# Why wont my tire inflate!?



## MattofBostone (Jun 24, 2008)

Hey friends!

I just bought my Trek 2100 on a sweet deal at my LBS but I have already had two problems with the back tire in less than 2 weeks. The first thing was the tire went totally flat over the course of 2 days while I was away. No idea why. I took it to the shop I bought it from and they said they just re-inflated it and it was fine. I took it on two rides on back to back days after that so I didn't check the pressure. 

Today I went to check my tires and filled my front tire first and it worked perfectly. When I put the nozzle on the rear tire valve i hear a little air leak out and then I flip the lever (which on the front tire worked just fine) and it says my air pressure is 14psi and one pump increases it to 150psi! I have tried and tried but I just can't get it to work. Has this happened to anyone else? Perhaps its something simple that I am missing or maybe the valve is malfunctioning but any suggestions would be appreciated!

Matt


----------



## Bocephus Jones II (Oct 7, 2004)

MattofBostone said:


> Hey friends!
> 
> I just bought my Trek 2100 on a sweet deal at my LBS but I have already had two problems with the back tire in less than 2 weeks. The first thing was the tire went totally flat over the course of 2 days while I was away. No idea why. I took it to the shop I bought it from and they said they just re-inflated it and it was fine. I took it on two rides on back to back days after that so I didn't check the pressure.
> 
> ...


are you unscrewing the presta valve before trying to seat the pump head on the valve? Other than that, you need to push the pump head down harder...you aren't getting any air in and the PSI is showing that fact.


----------



## jupiterrn (Sep 22, 2006)

____

• AIM 1: Reproduce the passage of the tire inflation thread between "Today I went" and "would be appreciated!", inclusive, substituting "handle" for every occurrence of "lever".
• AIM 2: Continue the tire inflation thread from the point at which it stops.

(Data items)
____

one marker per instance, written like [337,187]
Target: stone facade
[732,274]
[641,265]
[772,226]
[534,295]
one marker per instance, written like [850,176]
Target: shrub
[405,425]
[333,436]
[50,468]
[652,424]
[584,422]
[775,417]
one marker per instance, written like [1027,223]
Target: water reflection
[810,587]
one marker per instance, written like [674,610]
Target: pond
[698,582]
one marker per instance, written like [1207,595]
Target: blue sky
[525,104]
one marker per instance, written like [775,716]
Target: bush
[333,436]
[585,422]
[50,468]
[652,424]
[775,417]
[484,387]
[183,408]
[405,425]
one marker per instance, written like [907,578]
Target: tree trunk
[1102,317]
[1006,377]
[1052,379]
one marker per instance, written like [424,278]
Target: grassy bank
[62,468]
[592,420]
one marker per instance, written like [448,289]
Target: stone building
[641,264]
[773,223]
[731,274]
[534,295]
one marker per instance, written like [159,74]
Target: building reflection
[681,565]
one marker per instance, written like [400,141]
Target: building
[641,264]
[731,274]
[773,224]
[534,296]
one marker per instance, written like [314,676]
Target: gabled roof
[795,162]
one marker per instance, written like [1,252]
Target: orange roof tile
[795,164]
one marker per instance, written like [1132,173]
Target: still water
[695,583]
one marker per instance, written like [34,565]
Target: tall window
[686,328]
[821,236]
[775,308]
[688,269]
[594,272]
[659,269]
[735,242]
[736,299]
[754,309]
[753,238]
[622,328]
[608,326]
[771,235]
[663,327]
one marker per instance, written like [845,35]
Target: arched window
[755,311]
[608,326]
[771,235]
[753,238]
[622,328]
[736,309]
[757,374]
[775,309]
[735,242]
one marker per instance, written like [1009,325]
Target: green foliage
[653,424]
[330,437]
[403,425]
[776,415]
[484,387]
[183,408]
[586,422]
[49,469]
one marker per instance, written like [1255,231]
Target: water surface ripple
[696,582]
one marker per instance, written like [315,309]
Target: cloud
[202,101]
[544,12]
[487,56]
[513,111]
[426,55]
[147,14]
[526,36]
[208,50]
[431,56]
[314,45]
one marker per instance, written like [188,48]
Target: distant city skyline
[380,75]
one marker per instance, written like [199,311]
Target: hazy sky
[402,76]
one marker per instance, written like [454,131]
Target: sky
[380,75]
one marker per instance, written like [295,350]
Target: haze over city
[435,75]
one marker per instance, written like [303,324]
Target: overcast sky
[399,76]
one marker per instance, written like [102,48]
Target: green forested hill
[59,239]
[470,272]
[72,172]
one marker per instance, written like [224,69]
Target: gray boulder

____

• TASK RESPONSE 1:
Today I went to check my tires and filled my front tire first and it worked perfectly. When I put the nozzle on the rear tire valve i hear a little air leak out and then I flip the handle (which on the front tire worked just fine) and it says my air pressure is 14psi and one pump increases it to 150psi! I have tried and tried but I just can't get it to work. Has this happened to anyone else? Perhaps its something simple that I am missing or maybe the valve is malfunctioning but any suggestions would be appreciated!

• TASK RESPONSE 2:
If it is a presta valve make sure you press on it first with your finger to release the valve (air will come out) then press down with the pump. Sometimes if the valve it too short it will not get depressed when you go to air it up. Push the pump on and hold it there and then start to try to inflate. My wife has deep wheels and it came with short stem valves ( no idea why) not the long stem. Occasionally, my pump will not get pushed down enough and will not inflate her tire and I am tooo lazy and cheap to switch to long stem valve tubes until they have a hole in them. If that does not fix the problem, again push on the valve and let the air out, now try to inflate with your mouth. If no air goes in then, you have something wrong and need to change the tube.


----------



## sometimerider (Sep 21, 2007)

Bocephus Jones II said:


> are you unscrewing the presta valve before trying to seat the pump head on the valve? Other than that, you need to push the pump head down harder...you aren't getting any air in and the PSI is showing that fact.


In addition, after unscrewing the valve, push the plunger down (just for an instant) to break the stiction that is sealing it.


----------



## barry1021 (Nov 27, 2005)

If the pump isnt seated, you're reading the pressure in the hose. Stop pumping, remove pump make sure valve is open and reseat pump on valve and try again.


----------



## jsedlak (Jun 17, 2008)

Ok... stupid question, but how do you inflate a tyre like this?

Apparently it isn't the same as my (old) valves where you just press on and lower the lever to lock it and open the valves.....


----------



## MattofBostone (Jun 24, 2008)

Ok so to answer some questions, I'm unscrewing the stopper. I did the same thing on my front tire and everything went swimmingly! I will try to push harder but also when I press on the valve it releases air so that doesn't seem to be the issue. Thanks for the tips and I will report back!


----------



## sometimerider (Sep 21, 2007)

jsedlak said:


> Ok... stupid question, but how do you inflate a tyre like this?
> 
> Apparently it isn't the same as my (old) valves where you just press on and lower the lever to lock it and open the valves.....


For more than you wanted to know: http://www.sheldonbrown.com/flats.html


----------



## California L33 (Jan 20, 2006)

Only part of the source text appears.